Saved entries
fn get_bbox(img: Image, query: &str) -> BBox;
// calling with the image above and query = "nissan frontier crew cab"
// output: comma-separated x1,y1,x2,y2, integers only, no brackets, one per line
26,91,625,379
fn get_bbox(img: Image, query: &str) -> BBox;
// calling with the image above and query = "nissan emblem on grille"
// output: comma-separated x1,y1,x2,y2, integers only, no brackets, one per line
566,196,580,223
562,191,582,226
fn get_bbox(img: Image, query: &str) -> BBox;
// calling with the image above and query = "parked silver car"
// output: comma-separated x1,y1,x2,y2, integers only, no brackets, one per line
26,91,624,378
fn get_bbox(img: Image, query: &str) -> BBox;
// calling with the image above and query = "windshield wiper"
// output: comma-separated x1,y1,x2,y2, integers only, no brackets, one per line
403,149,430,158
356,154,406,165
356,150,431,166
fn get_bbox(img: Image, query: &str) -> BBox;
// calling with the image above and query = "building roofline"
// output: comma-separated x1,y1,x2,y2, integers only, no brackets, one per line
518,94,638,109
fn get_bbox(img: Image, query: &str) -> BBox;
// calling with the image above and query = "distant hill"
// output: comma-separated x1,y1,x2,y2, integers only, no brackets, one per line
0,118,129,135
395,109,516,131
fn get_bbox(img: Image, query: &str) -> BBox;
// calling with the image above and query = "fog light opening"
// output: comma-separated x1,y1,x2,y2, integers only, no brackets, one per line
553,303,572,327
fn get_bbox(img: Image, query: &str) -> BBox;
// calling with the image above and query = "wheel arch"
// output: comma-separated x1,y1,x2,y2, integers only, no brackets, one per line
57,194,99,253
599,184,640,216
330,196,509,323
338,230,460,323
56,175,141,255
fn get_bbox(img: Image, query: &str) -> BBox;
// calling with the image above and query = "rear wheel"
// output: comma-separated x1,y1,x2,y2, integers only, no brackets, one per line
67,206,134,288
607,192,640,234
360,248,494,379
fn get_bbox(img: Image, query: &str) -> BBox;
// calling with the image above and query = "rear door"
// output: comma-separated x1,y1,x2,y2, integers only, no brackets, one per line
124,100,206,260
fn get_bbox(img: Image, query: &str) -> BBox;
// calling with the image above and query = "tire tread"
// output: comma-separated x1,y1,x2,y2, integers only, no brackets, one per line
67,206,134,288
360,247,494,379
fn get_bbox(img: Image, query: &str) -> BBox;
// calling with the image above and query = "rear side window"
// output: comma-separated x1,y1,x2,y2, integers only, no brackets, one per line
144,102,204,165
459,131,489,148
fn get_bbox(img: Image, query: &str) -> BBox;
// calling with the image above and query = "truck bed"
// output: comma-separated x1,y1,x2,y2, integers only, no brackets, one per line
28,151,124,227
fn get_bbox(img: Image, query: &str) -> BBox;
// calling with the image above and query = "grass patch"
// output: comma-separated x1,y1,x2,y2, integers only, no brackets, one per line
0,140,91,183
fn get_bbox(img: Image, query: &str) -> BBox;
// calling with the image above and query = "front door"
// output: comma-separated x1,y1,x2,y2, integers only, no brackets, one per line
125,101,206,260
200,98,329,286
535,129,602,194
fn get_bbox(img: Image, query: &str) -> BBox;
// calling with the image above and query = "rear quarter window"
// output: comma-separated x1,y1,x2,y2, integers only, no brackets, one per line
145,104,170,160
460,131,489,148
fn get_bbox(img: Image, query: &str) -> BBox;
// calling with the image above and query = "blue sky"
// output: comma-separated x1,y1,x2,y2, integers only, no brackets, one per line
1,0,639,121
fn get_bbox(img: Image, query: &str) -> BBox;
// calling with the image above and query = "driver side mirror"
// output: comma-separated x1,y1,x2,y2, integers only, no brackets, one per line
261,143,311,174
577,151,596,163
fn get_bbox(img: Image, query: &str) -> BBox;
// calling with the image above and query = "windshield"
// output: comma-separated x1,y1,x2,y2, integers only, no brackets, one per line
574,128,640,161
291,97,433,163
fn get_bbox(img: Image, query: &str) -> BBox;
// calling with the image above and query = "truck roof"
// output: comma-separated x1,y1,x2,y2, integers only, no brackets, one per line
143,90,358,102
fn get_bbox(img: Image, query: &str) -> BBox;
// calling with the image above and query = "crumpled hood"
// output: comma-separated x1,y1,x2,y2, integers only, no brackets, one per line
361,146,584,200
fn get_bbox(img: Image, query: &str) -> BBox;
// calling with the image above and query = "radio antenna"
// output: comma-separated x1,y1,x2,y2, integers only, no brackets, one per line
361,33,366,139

▶ **Action item**
Once you have read the records above, please copy them out exactly.

▶ **The completed task**
fn get_bbox(img: Image, query: &str) -> BBox;
// calling with the image above and query = "nissan frontier crew cab"
// output: comma-separated x1,y1,x2,y2, integers only, no brackets, one per line
26,91,625,379
fn get_bbox(img: Image, query: &str) -> BBox;
// calling with the image above and query = "nissan emblem on grille"
// output: comma-separated x1,y1,x2,y2, integers only, no brackets, one per line
566,196,580,223
562,191,582,226
fn get_bbox(img: Image, query: &str) -> BBox;
// calling with the image above and query = "parked silver car"
// output: comma-separated x1,y1,x2,y2, integers only, no brackets, one per line
26,91,624,378
fn get_bbox(img: Image, query: &str) -> BBox;
// calling with the image above and query = "windshield wiper"
// output: comma-separated x1,y1,x2,y2, integers only, no brackets, one per line
403,149,430,158
356,154,406,165
356,150,431,166
fn get_bbox(img: Image, query: &str) -> BBox;
// calling with the image above and query = "building roofline"
// output: comma-separated x1,y1,x2,y2, integers only, no brackets, one per line
518,94,638,109
fn get_bbox(img: Image, query: &str) -> BBox;
// calling with the image above and query = "distant hill"
// output: comma-separated x1,y1,x2,y2, integers only, no brackets, one per line
0,118,129,135
395,109,516,131
fn get_bbox(img: Image, query: &str) -> BBox;
// calling with the image above and query = "fog light opening"
// output: comma-separated x1,y1,x2,y2, integers only, no brackets, one per line
553,303,572,327
fn get_bbox(img: Image, query: &str) -> BBox;
// calling with the image above and query = "wheel arch"
// output: comma-separated x1,y1,x2,y2, integers only, no brackets, one per line
57,194,99,253
599,184,640,216
330,196,509,323
338,230,460,323
56,175,141,255
fn get_bbox(img: Image, query: &str) -> BBox;
// calling with the image above and query = "rear wheel"
// output: comma-separated x1,y1,x2,y2, integers only, no brackets, one per line
67,206,134,288
607,192,640,234
360,248,494,379
fn get_bbox(img: Image, query: &str) -> BBox;
// calling with the image above and query = "rear door"
// output: comma-separated x1,y1,x2,y2, integers only, no brackets, one per line
124,100,206,260
fn get_bbox(img: Image, query: &str) -> BBox;
// calling with the image above and query = "tire tread"
// output: comma-separated x1,y1,x2,y2, integers only, no brackets, one per line
67,206,134,288
360,247,494,379
fn get_bbox(img: Image, query: &str) -> BBox;
// calling with the image above and query = "rear side window"
// output: comma-separated x1,y1,x2,y2, integers only, no brackets, one per line
144,102,204,165
459,131,489,148
fn get_bbox(img: Image, query: &str) -> BBox;
// calling with the image above and query = "truck bed"
// output: comma-separated x1,y1,x2,y2, integers only, no brackets, one per line
28,151,124,227
fn get_bbox(img: Image, query: &str) -> BBox;
// calling with the image above and query = "grass patch"
// output: comma-separated x1,y1,x2,y2, integers only, no brackets, one per line
0,140,91,183
fn get_bbox(img: Image, query: &str) -> BBox;
// calling with the image above and query = "front door"
// output: comma-separated x1,y1,x2,y2, integers only, no brackets, one per line
125,101,206,260
200,98,329,286
535,129,602,194
fn get_bbox(img: Image, query: &str) -> BBox;
// calling with the image above and query = "rear quarter window"
// output: comma-separated x1,y1,x2,y2, integers only, no brackets, one per line
145,104,170,160
460,131,489,148
fn get_bbox(img: Image, query: &str) -> BBox;
// calling with the image above and query = "blue sky"
// output: comma-separated x1,y1,x2,y2, integers only, no brackets, one per line
1,0,639,121
fn get_bbox(img: Image, query: &str) -> BBox;
// calling with the image above and query = "driver side mirror"
// output: comma-separated x1,y1,x2,y2, integers only, no brackets, one per line
261,143,311,174
577,151,596,163
fn get_bbox(img: Image, query: &str) -> BBox;
// calling with the image above and query = "windshield"
// output: comma-separated x1,y1,x2,y2, integers only, no brackets, one per line
574,128,640,161
291,97,433,163
fn get_bbox(img: Image, query: &str) -> BBox;
// calling with the image above and query = "truck roof"
// output: comma-separated x1,y1,x2,y2, integers only, no brackets, one per line
143,90,358,102
fn get_bbox(img: Image, query: &str) -> BBox;
// calling with the image above and query = "crumpled hood"
// output: comma-separated x1,y1,x2,y2, integers only, no brackets, one per line
361,146,584,200
fn get_bbox(img: Image, query: &str) -> BBox;
// calling with the image above and query = "radio antenna"
// output: comma-separated x1,y1,x2,y2, integers only, no brackets, one per line
361,33,366,139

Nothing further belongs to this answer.